**Excerpt:**
%%

Epicardial CAS-induced ventricular ectopics: 24 h Holter monitor, electrocardiograms, pressure tracing, and right coronary arteriogram in a 53-year-old female presenting with frequent palpitation and unstable rest angina. (A) A 24 h Holter monitor showed sinus rhythm with runs of ventricular ectopics in singles and couplets without preceding ST segment changes; (B) simultaneous lead I, II, III electrocardiogram and systemic arterial pressure tracing during intracoronary ergonovine testing; (C) baseline angiographically normal right coronary artery with minimal plaquing; (D) middle spasm (arrow) immediately after intracoronary administration of 45 μg ergonovine. Ventricular ectopics in singles and one couplet occurred at the same time; (E) the CAS and ventricular ectopics were relieved after intracoronary administration of 200 μg nitroglycerin. The patient’s consciousness remained clear throughout the examination.

%%

**Problem details:**
In the caption on coronary spasm and ventricular ectopics, what relieved the spasm and the ectopics?

**Study material:**
%%

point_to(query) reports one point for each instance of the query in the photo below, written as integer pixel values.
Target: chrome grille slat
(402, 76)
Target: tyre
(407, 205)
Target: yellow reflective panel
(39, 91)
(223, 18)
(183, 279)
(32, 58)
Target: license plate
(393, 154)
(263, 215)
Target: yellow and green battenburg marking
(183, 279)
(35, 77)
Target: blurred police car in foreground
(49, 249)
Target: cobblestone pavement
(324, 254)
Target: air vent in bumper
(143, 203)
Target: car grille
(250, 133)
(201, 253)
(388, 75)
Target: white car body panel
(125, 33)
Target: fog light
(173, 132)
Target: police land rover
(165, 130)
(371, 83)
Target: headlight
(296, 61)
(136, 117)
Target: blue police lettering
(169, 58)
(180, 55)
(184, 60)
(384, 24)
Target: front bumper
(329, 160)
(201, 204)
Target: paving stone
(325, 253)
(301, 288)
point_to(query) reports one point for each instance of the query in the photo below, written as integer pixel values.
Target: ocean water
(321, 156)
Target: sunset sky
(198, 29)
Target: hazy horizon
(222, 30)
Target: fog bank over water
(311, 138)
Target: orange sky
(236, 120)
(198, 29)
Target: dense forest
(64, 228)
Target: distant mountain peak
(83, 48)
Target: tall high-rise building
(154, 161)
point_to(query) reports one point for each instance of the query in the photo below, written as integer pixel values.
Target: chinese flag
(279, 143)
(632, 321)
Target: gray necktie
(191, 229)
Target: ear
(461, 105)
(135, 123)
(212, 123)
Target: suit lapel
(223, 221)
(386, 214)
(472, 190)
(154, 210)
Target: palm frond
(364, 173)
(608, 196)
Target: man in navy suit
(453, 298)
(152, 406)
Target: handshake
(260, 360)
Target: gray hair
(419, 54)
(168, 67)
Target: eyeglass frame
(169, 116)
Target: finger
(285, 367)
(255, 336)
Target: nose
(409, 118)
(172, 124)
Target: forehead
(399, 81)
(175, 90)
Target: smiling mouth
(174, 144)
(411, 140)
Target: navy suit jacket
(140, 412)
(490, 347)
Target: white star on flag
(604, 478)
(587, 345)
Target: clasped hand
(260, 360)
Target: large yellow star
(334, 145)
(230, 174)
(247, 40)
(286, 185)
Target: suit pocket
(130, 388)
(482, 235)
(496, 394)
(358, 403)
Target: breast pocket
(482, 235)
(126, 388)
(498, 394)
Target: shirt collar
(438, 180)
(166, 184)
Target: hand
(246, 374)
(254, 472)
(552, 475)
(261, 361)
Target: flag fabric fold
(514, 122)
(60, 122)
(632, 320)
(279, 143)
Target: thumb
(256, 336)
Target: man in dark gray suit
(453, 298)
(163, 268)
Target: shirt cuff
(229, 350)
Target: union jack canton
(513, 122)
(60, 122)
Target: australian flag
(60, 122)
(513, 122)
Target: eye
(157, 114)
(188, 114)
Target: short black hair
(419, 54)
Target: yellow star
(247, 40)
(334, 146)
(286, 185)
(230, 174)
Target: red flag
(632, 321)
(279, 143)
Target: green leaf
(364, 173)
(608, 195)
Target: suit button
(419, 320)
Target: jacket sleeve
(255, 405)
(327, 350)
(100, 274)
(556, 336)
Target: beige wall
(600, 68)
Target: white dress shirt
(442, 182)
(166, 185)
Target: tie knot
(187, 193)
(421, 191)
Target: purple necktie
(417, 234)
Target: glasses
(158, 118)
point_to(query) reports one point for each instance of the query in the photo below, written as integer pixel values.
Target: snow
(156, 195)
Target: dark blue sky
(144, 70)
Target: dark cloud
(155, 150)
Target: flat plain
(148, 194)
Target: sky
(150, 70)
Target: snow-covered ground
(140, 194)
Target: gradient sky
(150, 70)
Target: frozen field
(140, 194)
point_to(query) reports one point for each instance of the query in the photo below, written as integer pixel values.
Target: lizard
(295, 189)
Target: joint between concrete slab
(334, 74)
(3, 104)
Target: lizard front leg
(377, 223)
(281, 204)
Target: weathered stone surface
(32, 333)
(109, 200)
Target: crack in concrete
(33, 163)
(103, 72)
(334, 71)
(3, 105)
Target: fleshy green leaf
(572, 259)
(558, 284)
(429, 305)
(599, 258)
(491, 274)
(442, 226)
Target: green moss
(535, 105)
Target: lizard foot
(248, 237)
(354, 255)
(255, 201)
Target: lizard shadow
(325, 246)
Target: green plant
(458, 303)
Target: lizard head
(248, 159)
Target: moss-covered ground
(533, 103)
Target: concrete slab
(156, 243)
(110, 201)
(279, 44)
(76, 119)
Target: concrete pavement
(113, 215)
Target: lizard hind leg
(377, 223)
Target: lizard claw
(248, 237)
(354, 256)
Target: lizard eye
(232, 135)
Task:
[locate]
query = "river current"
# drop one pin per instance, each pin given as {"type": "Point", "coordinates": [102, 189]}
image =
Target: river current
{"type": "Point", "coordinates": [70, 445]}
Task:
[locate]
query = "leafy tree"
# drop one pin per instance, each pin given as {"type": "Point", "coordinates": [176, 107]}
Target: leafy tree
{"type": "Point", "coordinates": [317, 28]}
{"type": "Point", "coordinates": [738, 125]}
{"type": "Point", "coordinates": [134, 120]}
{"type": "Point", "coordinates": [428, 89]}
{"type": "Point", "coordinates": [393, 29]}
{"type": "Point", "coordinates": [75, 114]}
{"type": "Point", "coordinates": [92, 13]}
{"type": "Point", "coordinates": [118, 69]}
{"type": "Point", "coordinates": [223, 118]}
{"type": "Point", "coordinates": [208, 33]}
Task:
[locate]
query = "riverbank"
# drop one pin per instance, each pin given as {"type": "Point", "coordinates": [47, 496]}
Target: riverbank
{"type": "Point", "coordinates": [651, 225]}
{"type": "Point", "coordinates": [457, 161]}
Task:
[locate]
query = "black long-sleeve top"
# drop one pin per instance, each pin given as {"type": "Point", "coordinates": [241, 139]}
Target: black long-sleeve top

%%

**Reply to the exercise:**
Intracoronary administration of 200 μg nitroglycerin.